DATA SUPPLIED:
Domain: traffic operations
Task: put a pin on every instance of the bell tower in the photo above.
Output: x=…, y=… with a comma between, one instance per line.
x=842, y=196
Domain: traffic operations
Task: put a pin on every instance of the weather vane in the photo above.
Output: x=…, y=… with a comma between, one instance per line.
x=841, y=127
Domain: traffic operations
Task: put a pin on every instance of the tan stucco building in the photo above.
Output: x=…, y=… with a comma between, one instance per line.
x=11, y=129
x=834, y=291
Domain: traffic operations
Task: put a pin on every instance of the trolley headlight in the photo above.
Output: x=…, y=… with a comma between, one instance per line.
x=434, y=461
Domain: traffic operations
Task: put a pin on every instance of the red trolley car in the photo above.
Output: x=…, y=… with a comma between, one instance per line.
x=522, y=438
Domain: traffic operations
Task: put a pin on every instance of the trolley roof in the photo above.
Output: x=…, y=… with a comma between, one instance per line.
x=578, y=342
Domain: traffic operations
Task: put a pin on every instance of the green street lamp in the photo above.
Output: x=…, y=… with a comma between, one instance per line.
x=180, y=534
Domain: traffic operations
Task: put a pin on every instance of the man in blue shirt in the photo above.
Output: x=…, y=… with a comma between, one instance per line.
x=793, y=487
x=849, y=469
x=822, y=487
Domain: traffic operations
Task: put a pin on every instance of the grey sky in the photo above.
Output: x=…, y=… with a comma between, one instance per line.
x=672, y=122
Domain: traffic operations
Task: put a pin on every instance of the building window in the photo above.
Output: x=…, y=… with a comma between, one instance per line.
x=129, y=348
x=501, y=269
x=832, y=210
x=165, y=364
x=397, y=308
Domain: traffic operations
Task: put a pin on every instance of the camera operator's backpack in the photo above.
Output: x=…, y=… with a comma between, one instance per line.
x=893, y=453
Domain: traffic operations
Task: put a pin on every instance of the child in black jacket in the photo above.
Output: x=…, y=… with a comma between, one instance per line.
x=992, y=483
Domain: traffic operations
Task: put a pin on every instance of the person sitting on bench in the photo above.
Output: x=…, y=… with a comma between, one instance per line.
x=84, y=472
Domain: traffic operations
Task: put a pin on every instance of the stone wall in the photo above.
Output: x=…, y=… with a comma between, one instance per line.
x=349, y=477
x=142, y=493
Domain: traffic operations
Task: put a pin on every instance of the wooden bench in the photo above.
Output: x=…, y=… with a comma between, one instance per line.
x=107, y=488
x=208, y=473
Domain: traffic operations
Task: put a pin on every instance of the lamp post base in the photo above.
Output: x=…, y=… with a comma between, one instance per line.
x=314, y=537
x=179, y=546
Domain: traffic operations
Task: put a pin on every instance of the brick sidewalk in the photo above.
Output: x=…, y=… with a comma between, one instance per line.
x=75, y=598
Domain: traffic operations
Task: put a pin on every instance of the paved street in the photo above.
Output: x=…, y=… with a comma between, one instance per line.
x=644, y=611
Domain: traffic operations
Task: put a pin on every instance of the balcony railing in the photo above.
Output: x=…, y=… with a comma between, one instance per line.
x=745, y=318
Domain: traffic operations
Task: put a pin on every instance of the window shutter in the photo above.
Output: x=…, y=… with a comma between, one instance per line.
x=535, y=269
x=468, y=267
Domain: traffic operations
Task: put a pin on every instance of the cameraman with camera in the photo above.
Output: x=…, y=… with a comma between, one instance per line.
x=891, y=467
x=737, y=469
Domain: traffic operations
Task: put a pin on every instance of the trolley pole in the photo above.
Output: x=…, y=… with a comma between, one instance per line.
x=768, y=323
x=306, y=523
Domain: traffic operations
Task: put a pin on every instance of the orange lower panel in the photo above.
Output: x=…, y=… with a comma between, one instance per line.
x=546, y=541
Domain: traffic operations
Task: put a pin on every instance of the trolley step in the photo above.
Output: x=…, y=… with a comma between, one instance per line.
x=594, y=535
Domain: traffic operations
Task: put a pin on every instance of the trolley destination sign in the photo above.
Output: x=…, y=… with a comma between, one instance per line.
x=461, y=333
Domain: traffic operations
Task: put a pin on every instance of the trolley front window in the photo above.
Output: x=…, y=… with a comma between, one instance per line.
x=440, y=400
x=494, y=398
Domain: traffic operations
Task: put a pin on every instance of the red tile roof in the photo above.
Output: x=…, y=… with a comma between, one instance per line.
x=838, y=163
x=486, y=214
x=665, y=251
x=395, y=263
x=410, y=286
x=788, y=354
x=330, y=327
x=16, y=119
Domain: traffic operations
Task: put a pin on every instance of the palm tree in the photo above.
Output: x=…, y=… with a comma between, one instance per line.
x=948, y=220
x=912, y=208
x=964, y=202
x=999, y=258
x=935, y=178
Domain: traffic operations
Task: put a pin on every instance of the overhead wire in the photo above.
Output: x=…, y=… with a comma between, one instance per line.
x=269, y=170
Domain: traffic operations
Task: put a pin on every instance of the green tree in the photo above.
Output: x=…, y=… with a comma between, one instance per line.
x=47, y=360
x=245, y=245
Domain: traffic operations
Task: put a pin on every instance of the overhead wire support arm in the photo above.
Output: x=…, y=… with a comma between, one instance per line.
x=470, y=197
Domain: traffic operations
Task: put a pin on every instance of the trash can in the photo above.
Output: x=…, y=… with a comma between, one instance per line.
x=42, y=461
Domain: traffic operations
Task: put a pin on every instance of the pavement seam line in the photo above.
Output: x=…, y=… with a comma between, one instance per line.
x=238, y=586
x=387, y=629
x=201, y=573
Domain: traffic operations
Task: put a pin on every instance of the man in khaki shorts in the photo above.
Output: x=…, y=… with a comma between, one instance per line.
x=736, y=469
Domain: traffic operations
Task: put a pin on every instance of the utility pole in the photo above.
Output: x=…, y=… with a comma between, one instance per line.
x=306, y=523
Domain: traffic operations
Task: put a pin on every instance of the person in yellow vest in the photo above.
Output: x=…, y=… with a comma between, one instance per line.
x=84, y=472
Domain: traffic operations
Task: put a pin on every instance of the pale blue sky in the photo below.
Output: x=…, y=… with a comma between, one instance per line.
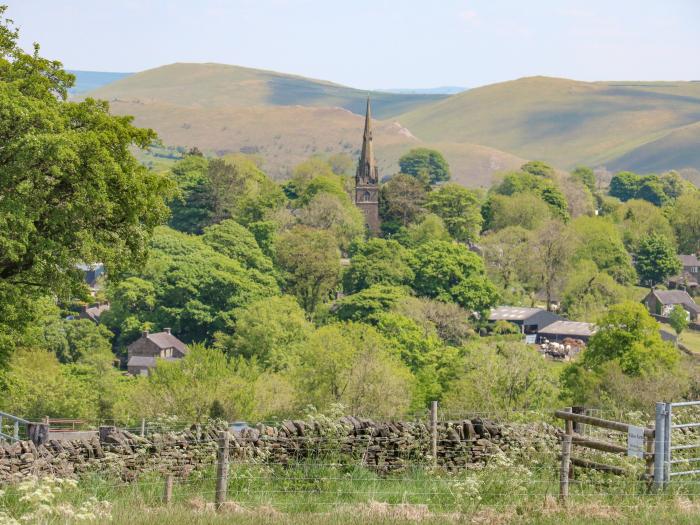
x=377, y=43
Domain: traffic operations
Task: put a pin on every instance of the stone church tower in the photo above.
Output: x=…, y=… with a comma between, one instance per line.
x=367, y=178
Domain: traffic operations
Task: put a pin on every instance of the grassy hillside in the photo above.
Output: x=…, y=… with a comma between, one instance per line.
x=282, y=118
x=284, y=136
x=219, y=85
x=89, y=80
x=636, y=125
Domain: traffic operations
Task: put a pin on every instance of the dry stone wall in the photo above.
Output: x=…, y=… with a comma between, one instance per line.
x=384, y=446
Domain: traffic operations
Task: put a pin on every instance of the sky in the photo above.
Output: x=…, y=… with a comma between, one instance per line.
x=373, y=44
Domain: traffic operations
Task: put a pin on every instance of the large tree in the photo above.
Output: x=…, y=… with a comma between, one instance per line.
x=460, y=210
x=310, y=262
x=656, y=259
x=71, y=190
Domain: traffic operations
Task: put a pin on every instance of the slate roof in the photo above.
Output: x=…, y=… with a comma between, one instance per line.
x=513, y=313
x=142, y=360
x=572, y=328
x=689, y=260
x=94, y=312
x=677, y=297
x=167, y=340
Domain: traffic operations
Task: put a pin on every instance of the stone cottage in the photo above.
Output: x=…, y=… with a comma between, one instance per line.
x=143, y=352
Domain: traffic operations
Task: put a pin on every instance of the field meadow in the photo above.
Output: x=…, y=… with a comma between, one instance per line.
x=328, y=492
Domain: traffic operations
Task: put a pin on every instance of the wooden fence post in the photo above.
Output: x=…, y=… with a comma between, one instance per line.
x=168, y=489
x=433, y=431
x=569, y=428
x=564, y=469
x=222, y=469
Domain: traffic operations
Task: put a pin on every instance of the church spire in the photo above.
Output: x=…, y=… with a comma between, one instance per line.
x=367, y=178
x=367, y=168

SET PROBLEM: Pick out each line of the material above that contains the word "blue", and copy those lines.

SOLUTION FOR THIS EXERCISE:
Task: put a pin on every instance of the man in blue shirt in the photo above.
Task: put a pin on every instance of the pale blue sky in the photo below.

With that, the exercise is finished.